* [Text section]:
_ _ _

Studio album by Paul Revere and the Raiders
- Released: February 1969
- Genre: Psychedelic pop, bubblegum pop
- Label: Columbia, Sundazed
- Producer: Mark Lindsay

Paul Revere and the Raiders chronology
| Something Happening (1968) | Hard 'N' Heavy (with Marshmallow) (1969) | Alias Pink Puzz (1969) |

= Hard 'N' Heavy (with Marshmallow) =

Hard 'N' Heavy (with Marshmallow) is the tenth studio album by Paul Revere and the Raiders, released in 1969. It entered the Billboard 200 on 5 April 1969 at number 122, spending 19 weeks on the chart peaking at number 51 on 10 May 1969. The sound of the album has been compared to the Rolling Stones with both garage rock and light psychedelia sounds.

_ _ _

* [Stated task 1]: Reproduce the album text word for word, from "Hard 'N' Heavy (with Marshmallow) is" through "light psychedelia sounds.", inclusive.
* [Stated task 2]: Continue the text about the Paul Revere and the Raiders album from the point where it stops.

* [Provided data]:
_ _ _

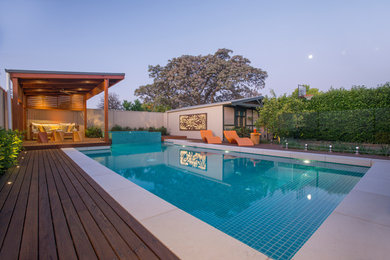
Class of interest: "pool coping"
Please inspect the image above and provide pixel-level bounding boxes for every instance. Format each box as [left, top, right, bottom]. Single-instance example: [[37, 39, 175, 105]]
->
[[62, 139, 390, 259], [62, 147, 270, 259]]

_ _ _

* [Final result 1]:
Hard 'N' Heavy (with Marshmallow) is the tenth studio album by Paul Revere and the Raiders, released in 1969. It entered the Billboard 200 on 5 April 1969 at number 122, spending 19 weeks on the chart peaking at number 51 on 10 May 1969. The sound of the album has been compared to the Rolling Stones with both garage rock and light psychedelia sounds.

* [Final result 2]:
This album (with the Indian Reservation album) was remastered from the original analogue tapes by Michael J. Dutton and reissued in 2019 by Dutton Vocalion in hybrid multi-channel SACD format.

Professional ratings
Review scores
| Source | Rating |
| AllMusic |  |

==Singles==
"Mr. Sun, Mr. Moon" was released as a single and spent 12 weeks on the Billboard Hot 100 peaking at number 18. The track was later included in the Once Upon a Time…in Hollywood soundtrack.

==Track listing==
All songs written by Mark Lindsay (except where noted).

===Side 1===
1. "Mr. Sun, Mr. Moon"
2. "Money Can't Buy Me"
3. "Time After Time" (Allison, Lindsay)
4. "Ride On My Shoulder"
5. "Without You" (Allison, Lindsay)
6. "Trishalana"

===Side 2===
1. "Out On That Road" (Allison, Lindsay)
2. "Hard And Heavy 5 String Soul Banjo" (Weller)
3. "Where You Goin' Girl" (Weller)
4. "Cinderella Sunshine"
5. "Call On Me"

===Bonus Tracks (2000 Sundazed CD Reissue)===
1. "Do Unto Others" (single version)
2. "Cinderella Sunshine" (single version)
3. "Theme From It's Happening"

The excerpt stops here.